Problem to solve:
Please quote exactly the opening lines of the data, from the first line to the one where "column 302, row 83" appears.

Information provided:
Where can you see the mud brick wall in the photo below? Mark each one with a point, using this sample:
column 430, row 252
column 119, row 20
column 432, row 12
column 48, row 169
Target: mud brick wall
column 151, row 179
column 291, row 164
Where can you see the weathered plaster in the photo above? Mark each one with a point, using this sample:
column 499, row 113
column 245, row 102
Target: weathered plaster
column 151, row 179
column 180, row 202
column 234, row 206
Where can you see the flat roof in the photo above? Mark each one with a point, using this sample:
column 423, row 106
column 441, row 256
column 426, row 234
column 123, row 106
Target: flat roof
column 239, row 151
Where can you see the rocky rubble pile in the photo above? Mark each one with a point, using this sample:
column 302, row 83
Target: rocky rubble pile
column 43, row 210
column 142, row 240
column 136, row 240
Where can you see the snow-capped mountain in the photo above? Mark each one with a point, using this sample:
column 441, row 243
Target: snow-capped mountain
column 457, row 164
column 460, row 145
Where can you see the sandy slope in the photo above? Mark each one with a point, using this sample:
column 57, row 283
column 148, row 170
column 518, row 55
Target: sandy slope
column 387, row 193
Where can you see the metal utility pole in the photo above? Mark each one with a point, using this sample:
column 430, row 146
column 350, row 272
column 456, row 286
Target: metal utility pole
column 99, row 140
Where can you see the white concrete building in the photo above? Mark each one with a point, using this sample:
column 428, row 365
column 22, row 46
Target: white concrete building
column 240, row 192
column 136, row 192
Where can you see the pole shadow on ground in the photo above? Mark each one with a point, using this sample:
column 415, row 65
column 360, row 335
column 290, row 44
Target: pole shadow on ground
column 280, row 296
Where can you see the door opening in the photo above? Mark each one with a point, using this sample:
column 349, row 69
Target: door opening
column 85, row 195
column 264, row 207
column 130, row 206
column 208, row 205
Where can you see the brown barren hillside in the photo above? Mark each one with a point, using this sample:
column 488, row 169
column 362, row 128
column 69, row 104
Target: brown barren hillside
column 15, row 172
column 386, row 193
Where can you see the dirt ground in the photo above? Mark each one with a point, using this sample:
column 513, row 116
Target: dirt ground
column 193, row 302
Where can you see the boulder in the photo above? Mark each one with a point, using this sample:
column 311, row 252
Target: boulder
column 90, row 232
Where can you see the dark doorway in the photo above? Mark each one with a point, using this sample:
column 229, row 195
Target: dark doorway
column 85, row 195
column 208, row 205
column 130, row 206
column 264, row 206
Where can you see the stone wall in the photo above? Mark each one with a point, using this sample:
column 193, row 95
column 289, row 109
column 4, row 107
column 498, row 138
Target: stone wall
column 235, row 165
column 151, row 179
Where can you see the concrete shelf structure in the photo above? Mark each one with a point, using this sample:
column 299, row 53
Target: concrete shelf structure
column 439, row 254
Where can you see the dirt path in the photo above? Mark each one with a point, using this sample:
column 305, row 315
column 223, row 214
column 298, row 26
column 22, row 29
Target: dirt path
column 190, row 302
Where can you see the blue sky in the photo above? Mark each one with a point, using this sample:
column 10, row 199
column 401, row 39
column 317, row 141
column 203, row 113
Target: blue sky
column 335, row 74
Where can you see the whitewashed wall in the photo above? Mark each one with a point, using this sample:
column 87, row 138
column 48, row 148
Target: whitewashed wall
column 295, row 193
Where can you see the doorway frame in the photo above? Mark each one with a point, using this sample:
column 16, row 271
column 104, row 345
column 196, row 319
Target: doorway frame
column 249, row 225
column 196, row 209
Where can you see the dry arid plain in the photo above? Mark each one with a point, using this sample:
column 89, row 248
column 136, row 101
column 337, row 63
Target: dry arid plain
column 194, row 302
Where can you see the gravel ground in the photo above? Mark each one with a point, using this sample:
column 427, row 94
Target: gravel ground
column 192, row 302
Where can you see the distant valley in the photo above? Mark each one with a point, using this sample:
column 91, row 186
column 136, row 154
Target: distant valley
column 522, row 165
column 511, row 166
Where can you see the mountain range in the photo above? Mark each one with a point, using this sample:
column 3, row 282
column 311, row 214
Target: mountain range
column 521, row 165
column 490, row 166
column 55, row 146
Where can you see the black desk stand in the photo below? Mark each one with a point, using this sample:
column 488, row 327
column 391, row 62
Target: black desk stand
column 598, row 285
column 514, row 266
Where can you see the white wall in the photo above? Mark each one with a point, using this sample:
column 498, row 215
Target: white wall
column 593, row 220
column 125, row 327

Result of the task:
Where can you see the mud brick wall in the photo below? Mark each one with a point, using this sample:
column 430, row 252
column 119, row 20
column 432, row 12
column 48, row 169
Target: mud brick wall
column 151, row 179
column 291, row 164
Where can you see the weathered plaster in the photo above? Mark each one with a point, using this sample:
column 499, row 113
column 245, row 102
Target: weathered plaster
column 151, row 179
column 180, row 202
column 234, row 206
Where can you see the flat roof in the photo above? Mark each one with a point, using this sample:
column 423, row 106
column 441, row 256
column 426, row 234
column 123, row 106
Target: flat roof
column 239, row 151
Where can you see the rocky rubble pile in the photo above? Mark each one with a point, using this sample:
column 302, row 83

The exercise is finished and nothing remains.